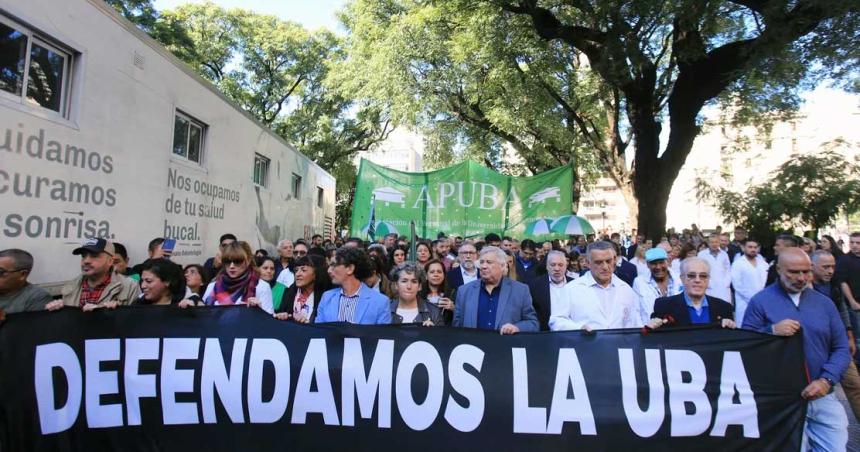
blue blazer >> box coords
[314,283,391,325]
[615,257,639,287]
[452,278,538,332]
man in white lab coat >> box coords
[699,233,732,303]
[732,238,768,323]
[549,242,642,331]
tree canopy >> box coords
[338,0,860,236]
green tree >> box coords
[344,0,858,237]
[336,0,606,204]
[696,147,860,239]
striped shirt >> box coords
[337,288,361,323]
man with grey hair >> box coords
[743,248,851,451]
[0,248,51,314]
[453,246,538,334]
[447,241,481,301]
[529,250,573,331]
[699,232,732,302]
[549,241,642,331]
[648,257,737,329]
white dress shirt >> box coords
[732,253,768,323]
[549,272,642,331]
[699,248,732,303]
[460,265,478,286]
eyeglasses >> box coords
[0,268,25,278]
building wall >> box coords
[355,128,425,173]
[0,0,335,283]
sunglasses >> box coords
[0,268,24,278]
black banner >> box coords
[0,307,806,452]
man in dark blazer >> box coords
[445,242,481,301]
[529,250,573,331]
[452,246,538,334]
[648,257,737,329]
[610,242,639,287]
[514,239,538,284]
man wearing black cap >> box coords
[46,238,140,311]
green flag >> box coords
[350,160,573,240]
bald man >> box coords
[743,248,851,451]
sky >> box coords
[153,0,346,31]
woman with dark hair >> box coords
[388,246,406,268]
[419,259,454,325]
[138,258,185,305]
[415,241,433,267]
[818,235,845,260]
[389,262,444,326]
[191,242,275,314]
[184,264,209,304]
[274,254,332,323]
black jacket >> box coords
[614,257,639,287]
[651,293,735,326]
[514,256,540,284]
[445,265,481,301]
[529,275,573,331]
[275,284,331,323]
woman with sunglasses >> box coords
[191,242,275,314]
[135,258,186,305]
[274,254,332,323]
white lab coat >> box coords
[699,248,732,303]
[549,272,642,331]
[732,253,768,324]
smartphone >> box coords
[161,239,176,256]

——

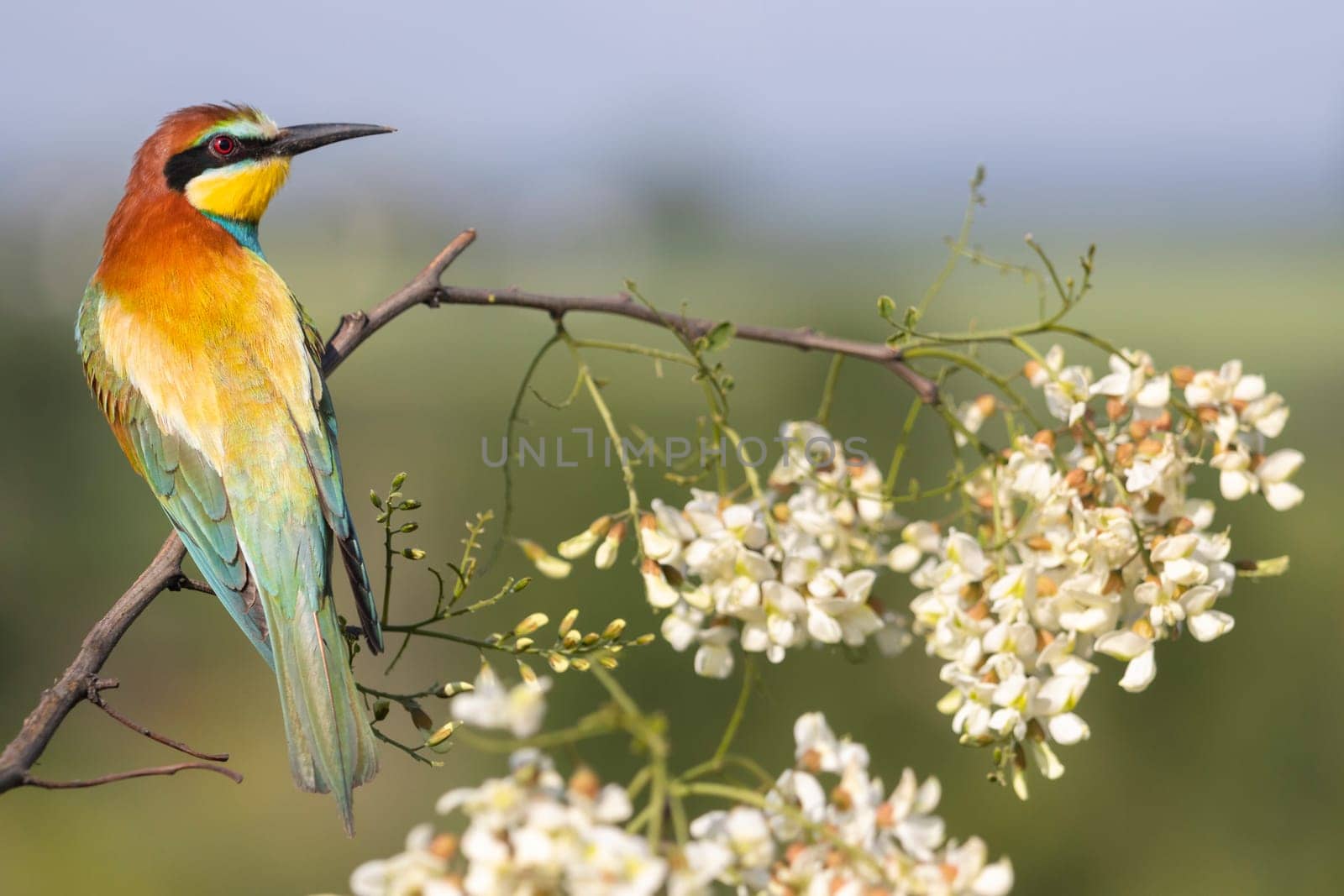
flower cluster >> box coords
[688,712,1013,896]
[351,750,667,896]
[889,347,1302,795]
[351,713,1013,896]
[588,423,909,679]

——

## Task:
Rewrite the records from the line with "man in white lab coat >> box coords" up to and including the line with "[0,307,806,452]", keeping the requests as they are. Multiply every box coordinate in the answers by 1.35, rounding to whole numbers with halves rounded up.

## Answer to the exercise:
man in white lab coat >> box coords
[944,315,988,409]
[988,321,1037,436]
[741,327,867,447]
tree canopy >> box coords
[456,0,1161,319]
green tree >> box coords
[464,0,1158,320]
[454,0,818,275]
[940,198,1161,323]
striped shirt >> box coords
[455,389,487,436]
man with grey hair >> box coords
[1003,335,1149,609]
[0,335,69,424]
[612,332,726,451]
[603,325,649,406]
[714,338,774,447]
[944,313,988,408]
[741,325,867,447]
[875,347,995,444]
white dress shirt >> box coords
[988,342,1037,436]
[741,367,867,447]
[944,335,988,409]
[621,358,645,386]
eyeglasses >> box coords
[0,362,34,375]
building wall >> box coords
[479,173,574,234]
[0,0,452,382]
sunglasses >> box coords
[0,362,32,375]
black banner >> box coords
[0,414,1088,610]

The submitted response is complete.